**Assignment**:
Please indicate the number of lines in the listing below that include the string "bark"; add nothing else.

**Data records**:
-.-.-
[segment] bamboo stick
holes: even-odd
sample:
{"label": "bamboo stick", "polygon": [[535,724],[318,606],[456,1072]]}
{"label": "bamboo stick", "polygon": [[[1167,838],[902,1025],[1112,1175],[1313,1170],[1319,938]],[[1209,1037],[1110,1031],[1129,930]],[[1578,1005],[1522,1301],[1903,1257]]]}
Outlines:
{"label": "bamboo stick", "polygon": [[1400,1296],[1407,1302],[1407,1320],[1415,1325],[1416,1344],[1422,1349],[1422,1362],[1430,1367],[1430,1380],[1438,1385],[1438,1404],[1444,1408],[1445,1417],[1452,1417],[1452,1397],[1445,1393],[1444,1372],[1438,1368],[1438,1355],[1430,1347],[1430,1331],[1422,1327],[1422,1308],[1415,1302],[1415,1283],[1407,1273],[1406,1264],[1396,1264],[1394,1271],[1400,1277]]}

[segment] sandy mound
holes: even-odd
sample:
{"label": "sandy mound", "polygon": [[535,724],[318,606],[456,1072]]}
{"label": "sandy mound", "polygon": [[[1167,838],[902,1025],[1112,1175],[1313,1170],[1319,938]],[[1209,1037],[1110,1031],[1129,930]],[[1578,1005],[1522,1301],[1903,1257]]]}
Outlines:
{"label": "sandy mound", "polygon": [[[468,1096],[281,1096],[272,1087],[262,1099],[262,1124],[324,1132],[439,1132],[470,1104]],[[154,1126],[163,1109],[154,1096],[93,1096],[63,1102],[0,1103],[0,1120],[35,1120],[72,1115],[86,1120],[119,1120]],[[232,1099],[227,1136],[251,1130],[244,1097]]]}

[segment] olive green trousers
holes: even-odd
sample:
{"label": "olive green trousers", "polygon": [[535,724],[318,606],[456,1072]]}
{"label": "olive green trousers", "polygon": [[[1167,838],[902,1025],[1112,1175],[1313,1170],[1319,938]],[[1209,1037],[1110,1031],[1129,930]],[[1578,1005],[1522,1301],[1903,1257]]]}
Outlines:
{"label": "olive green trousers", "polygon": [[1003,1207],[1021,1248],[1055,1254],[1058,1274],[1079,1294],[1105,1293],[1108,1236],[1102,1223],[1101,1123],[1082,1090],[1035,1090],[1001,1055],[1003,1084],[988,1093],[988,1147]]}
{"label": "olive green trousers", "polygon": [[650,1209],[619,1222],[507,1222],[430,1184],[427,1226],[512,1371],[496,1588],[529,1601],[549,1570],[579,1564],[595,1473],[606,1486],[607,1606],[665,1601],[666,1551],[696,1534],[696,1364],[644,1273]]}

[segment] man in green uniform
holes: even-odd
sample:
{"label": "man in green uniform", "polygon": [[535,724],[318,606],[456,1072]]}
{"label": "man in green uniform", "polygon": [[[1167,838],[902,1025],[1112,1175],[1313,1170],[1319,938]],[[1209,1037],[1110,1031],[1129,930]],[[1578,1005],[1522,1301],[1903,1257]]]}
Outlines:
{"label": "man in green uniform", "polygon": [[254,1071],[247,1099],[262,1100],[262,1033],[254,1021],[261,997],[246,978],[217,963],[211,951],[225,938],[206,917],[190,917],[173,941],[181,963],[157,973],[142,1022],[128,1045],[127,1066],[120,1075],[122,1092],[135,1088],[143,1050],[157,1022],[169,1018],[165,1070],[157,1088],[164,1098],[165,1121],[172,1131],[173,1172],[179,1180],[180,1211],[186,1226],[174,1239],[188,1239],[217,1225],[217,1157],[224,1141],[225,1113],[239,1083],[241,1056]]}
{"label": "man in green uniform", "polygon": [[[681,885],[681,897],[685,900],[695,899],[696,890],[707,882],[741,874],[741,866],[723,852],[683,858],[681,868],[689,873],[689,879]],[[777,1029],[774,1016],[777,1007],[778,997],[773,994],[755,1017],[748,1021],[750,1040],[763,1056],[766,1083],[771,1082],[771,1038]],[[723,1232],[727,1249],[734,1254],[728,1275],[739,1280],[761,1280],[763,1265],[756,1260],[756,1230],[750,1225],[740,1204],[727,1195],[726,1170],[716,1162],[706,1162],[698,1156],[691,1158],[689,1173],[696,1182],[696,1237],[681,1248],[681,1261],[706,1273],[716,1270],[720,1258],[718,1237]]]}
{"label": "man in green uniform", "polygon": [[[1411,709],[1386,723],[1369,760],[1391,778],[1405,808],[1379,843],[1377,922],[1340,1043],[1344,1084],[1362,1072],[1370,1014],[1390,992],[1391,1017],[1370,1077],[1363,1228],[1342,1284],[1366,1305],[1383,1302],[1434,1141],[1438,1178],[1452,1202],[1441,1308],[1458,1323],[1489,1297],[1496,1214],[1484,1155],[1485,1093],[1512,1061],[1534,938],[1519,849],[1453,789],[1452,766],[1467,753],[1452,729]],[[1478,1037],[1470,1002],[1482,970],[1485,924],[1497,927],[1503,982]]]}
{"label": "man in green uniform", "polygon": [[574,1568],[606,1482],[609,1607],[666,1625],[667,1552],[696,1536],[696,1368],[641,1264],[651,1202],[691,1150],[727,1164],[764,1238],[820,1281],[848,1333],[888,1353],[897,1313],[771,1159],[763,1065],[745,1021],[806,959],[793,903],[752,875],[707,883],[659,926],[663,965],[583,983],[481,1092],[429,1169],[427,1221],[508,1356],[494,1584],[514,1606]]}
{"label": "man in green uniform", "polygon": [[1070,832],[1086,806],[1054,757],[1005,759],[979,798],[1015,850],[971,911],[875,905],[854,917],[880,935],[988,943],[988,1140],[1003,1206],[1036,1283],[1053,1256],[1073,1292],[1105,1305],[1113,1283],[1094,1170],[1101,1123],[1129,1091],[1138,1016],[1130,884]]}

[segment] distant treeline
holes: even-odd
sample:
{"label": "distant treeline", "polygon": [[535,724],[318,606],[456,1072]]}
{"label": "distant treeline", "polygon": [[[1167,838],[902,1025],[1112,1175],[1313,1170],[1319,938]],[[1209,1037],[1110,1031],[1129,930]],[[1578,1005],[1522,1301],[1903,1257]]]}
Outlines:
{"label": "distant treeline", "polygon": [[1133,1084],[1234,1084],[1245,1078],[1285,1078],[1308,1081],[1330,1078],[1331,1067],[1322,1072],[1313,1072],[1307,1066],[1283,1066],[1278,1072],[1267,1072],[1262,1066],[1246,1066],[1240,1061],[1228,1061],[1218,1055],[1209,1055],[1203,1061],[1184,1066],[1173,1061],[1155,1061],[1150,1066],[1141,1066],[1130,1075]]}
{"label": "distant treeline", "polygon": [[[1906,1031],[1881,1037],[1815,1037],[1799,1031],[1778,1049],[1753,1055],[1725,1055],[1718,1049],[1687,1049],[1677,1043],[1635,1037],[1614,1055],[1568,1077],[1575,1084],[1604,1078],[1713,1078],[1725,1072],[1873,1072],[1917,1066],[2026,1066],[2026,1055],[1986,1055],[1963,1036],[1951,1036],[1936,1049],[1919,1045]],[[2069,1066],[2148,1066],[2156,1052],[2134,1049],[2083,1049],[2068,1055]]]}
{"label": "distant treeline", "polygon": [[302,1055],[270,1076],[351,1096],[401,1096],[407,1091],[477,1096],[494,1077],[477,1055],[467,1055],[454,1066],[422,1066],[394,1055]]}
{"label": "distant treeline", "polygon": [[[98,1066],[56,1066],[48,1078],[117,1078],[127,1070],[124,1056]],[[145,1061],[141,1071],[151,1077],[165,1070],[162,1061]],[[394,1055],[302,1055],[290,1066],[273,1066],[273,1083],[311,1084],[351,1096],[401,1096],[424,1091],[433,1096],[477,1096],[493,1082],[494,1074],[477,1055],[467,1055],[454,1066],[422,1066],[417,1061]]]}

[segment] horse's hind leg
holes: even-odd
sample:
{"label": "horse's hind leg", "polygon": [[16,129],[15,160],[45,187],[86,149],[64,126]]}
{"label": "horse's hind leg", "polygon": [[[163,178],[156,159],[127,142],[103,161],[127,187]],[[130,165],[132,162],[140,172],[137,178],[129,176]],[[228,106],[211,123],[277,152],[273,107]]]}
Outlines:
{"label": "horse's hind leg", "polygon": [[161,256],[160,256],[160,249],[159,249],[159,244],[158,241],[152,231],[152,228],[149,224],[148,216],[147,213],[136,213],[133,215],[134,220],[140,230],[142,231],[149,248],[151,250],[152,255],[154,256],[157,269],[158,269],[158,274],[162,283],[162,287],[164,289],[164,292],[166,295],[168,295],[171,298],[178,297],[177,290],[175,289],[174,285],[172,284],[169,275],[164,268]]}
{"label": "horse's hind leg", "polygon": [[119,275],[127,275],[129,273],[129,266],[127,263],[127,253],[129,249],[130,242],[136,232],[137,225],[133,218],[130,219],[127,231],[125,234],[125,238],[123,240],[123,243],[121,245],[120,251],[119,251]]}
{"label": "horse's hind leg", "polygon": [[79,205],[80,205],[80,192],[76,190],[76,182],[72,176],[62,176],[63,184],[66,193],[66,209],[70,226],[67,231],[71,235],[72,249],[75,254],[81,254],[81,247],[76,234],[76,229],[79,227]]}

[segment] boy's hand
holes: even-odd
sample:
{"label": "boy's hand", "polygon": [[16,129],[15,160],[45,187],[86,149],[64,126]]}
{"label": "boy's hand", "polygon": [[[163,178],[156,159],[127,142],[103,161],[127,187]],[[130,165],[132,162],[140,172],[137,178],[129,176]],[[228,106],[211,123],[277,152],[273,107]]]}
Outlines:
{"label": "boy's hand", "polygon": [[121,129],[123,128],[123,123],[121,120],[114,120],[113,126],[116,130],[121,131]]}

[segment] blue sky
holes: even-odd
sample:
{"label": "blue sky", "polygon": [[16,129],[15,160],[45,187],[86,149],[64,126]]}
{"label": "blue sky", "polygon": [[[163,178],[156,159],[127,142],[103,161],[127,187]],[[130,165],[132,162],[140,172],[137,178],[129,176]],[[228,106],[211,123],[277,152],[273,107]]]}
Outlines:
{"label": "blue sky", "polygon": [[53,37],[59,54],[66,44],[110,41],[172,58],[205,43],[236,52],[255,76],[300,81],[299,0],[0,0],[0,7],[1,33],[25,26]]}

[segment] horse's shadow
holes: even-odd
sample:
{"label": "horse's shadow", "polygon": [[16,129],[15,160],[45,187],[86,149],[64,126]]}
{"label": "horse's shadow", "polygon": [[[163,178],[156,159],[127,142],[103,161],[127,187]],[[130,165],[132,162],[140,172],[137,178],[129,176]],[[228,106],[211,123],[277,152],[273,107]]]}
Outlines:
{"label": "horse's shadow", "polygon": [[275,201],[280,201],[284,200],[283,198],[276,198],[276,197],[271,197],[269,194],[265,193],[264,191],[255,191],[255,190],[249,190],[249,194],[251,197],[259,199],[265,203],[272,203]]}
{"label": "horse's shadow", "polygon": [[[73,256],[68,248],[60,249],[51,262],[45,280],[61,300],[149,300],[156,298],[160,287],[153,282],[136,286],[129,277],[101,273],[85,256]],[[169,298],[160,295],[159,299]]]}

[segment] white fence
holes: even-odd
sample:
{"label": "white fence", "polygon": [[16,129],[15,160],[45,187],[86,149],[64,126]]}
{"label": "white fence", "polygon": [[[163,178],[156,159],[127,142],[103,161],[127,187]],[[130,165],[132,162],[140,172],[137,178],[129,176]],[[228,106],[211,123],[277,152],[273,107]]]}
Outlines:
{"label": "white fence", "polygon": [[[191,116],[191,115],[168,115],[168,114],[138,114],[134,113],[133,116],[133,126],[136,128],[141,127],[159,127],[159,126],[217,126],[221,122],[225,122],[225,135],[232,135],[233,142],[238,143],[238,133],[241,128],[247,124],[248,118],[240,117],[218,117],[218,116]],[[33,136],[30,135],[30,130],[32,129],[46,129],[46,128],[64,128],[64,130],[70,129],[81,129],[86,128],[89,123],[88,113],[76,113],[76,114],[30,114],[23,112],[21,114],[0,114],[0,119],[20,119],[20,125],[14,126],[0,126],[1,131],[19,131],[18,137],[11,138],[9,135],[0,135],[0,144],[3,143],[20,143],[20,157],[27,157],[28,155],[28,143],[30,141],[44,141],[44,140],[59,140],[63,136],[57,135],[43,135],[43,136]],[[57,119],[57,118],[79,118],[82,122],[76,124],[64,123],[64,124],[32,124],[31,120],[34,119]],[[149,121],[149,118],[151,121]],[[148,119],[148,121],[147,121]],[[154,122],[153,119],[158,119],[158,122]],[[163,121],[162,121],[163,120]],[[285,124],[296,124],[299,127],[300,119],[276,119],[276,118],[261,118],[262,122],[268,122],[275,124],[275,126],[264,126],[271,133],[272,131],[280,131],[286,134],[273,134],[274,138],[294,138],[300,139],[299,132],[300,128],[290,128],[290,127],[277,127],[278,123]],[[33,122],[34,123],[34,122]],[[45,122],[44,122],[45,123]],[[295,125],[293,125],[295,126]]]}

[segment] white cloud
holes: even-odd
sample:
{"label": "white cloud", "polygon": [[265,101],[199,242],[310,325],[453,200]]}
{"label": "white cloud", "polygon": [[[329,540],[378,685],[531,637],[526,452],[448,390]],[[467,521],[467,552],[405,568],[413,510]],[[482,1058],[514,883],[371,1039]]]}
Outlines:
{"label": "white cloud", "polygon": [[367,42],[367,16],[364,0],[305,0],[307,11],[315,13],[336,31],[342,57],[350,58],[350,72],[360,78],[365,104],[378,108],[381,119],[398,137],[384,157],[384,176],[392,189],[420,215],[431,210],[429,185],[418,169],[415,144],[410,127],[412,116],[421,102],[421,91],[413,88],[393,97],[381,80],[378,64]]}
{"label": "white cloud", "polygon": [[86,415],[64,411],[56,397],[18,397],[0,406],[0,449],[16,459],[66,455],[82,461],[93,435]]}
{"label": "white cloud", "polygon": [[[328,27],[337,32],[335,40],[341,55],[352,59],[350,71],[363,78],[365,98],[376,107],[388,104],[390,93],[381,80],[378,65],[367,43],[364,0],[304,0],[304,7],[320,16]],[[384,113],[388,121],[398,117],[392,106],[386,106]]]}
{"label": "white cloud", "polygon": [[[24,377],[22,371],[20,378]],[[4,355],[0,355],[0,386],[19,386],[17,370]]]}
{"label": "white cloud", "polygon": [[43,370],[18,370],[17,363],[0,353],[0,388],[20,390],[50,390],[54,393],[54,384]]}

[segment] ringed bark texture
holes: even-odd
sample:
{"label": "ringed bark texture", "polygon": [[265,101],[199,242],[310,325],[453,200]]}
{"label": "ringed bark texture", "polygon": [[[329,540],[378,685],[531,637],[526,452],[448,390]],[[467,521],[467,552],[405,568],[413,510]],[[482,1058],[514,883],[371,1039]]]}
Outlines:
-.-.-
**Task output**:
3